RECORDS FOR THIS TASK START

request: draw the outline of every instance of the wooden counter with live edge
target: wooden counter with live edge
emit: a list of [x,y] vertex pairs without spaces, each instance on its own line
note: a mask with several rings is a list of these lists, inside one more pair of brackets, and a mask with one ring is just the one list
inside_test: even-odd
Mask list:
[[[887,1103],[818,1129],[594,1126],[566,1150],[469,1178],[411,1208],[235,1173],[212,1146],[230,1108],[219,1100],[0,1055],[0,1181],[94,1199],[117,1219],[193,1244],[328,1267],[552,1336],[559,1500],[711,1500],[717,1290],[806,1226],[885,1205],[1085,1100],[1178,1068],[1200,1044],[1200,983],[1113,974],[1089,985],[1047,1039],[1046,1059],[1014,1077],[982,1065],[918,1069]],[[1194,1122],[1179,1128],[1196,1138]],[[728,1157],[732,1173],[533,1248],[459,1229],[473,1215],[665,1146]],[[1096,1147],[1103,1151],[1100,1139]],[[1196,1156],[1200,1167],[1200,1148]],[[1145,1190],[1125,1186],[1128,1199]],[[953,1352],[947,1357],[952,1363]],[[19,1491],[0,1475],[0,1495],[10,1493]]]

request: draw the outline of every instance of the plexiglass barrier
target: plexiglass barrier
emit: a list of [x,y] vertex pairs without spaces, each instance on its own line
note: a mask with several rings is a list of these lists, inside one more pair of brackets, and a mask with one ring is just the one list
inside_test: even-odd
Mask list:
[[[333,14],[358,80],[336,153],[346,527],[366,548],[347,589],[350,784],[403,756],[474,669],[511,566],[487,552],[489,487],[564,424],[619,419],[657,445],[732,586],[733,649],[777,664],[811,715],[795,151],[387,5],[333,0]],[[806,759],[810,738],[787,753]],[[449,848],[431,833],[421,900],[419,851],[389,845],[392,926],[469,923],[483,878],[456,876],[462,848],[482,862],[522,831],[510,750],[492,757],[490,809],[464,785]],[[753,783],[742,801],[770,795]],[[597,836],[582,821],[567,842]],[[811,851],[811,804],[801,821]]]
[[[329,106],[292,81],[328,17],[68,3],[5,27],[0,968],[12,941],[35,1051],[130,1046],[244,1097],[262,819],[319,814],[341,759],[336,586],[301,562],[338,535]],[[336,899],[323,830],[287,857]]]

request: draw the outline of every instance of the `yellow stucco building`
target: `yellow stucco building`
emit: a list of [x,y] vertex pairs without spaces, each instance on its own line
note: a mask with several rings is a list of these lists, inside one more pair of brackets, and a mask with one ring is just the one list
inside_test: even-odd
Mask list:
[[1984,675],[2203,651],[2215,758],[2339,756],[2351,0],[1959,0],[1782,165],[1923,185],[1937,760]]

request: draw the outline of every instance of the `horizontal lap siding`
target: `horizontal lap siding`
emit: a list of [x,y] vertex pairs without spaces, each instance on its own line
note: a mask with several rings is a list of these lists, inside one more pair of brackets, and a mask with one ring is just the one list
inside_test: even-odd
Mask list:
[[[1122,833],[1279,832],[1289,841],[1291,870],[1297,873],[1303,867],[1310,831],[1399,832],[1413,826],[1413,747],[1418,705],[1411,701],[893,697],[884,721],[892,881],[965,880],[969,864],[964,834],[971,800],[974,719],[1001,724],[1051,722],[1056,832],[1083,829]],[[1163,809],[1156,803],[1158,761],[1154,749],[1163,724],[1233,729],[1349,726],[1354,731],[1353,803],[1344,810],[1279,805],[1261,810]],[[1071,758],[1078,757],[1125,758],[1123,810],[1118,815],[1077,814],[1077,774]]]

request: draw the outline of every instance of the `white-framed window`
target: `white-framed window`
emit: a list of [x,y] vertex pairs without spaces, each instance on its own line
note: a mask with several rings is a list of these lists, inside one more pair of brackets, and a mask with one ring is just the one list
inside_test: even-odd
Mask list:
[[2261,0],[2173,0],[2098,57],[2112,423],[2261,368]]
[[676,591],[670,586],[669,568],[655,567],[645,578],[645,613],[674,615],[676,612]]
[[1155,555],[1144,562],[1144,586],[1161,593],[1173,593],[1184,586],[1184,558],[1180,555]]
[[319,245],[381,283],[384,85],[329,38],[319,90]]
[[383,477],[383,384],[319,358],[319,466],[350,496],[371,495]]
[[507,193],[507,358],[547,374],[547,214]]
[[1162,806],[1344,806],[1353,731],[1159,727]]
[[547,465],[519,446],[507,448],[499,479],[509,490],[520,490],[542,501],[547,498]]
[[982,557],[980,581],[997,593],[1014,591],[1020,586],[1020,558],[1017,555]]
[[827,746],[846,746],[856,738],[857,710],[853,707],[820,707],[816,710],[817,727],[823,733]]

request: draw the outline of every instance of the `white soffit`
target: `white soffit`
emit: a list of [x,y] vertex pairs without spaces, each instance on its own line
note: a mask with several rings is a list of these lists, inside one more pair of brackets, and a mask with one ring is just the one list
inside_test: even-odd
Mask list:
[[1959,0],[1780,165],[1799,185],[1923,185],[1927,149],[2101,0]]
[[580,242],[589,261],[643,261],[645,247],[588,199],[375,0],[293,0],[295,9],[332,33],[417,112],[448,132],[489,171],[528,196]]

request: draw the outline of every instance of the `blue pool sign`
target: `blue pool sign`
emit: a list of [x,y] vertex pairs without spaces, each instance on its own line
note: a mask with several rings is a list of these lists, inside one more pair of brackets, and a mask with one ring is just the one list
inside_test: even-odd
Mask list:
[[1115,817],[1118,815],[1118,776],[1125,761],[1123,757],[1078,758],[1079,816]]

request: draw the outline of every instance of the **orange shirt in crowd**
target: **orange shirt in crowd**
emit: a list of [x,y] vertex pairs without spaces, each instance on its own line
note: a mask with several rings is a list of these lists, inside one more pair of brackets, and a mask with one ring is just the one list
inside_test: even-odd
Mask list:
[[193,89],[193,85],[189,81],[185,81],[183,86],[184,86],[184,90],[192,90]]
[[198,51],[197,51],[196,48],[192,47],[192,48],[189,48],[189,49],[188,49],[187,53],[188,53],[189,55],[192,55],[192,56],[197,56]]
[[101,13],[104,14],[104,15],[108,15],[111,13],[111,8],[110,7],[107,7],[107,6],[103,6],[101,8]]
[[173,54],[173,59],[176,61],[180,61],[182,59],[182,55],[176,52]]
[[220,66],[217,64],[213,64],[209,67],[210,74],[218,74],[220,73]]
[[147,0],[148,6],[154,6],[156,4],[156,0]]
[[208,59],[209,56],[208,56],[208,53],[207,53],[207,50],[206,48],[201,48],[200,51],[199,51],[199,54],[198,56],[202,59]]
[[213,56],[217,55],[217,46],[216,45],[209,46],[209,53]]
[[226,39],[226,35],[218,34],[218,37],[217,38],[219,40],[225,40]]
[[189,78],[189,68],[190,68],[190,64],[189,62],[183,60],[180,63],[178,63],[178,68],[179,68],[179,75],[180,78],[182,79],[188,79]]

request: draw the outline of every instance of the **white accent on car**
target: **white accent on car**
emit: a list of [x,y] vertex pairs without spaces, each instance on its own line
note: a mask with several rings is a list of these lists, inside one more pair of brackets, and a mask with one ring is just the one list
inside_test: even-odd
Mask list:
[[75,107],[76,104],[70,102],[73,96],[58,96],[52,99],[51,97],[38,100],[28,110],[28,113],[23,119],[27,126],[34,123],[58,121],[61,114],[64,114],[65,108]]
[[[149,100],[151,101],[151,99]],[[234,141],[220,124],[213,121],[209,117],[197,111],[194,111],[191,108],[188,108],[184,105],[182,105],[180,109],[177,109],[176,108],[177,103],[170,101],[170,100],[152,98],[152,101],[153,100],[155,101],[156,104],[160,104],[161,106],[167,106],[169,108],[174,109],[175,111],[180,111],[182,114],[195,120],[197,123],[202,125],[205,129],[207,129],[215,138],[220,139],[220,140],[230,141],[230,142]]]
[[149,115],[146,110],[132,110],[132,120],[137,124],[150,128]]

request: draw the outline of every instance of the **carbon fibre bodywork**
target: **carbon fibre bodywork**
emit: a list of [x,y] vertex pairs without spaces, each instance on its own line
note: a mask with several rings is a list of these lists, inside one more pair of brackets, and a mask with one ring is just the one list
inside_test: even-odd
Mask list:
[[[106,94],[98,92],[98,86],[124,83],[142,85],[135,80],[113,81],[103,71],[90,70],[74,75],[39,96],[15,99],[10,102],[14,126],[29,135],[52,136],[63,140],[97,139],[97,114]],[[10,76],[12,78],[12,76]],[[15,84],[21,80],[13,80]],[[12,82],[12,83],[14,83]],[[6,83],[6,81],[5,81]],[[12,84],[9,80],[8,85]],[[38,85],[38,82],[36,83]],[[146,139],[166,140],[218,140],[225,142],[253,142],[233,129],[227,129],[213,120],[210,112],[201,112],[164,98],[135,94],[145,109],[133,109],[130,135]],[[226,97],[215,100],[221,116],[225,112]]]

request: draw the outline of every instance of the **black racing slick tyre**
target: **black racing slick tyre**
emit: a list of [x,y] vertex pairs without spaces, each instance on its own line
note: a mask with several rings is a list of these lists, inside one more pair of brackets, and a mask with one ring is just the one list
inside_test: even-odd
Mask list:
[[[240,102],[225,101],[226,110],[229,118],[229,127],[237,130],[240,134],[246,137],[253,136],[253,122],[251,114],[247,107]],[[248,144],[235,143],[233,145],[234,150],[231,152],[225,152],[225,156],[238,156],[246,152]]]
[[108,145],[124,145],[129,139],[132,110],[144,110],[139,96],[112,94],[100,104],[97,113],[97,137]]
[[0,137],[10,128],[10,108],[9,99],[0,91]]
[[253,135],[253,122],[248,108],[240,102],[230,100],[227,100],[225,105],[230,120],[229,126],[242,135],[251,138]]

RECORDS FOR THIS TASK END

WHAT TO WORK ON: Repeat exactly the lines from the first line of the records above through the line containing "request: draw the outline of every instance of the plexiglass", both included, and nothing else.

TASK RESPONSE:
request: draw the outline of every instance of the wooden counter with live edge
target: wooden counter with live edge
emit: a list of [x,y] vertex pairs without spaces, each instance on its own line
note: a mask with several rings is a list of these lists, inside one more pair of brackets, and a mask with one ring is just the one list
inside_test: even-odd
Mask list:
[[[887,1103],[818,1129],[594,1126],[566,1150],[469,1178],[411,1208],[235,1173],[212,1146],[230,1108],[219,1100],[0,1055],[0,1181],[94,1199],[117,1219],[193,1244],[328,1267],[552,1336],[559,1500],[711,1500],[717,1290],[806,1226],[885,1205],[1085,1100],[1178,1068],[1200,1044],[1200,983],[1113,974],[1089,985],[1047,1039],[1046,1059],[1014,1077],[982,1065],[918,1069]],[[1194,1122],[1179,1128],[1196,1138]],[[728,1157],[732,1173],[533,1248],[459,1229],[473,1215],[665,1146]],[[1096,1147],[1103,1151],[1100,1139]],[[1196,1156],[1200,1167],[1200,1148]],[[1145,1190],[1125,1186],[1128,1199]],[[953,1352],[947,1357],[952,1363]],[[19,1491],[0,1475],[0,1495],[10,1493]]]

request: draw the outline of every instance of the plexiglass barrier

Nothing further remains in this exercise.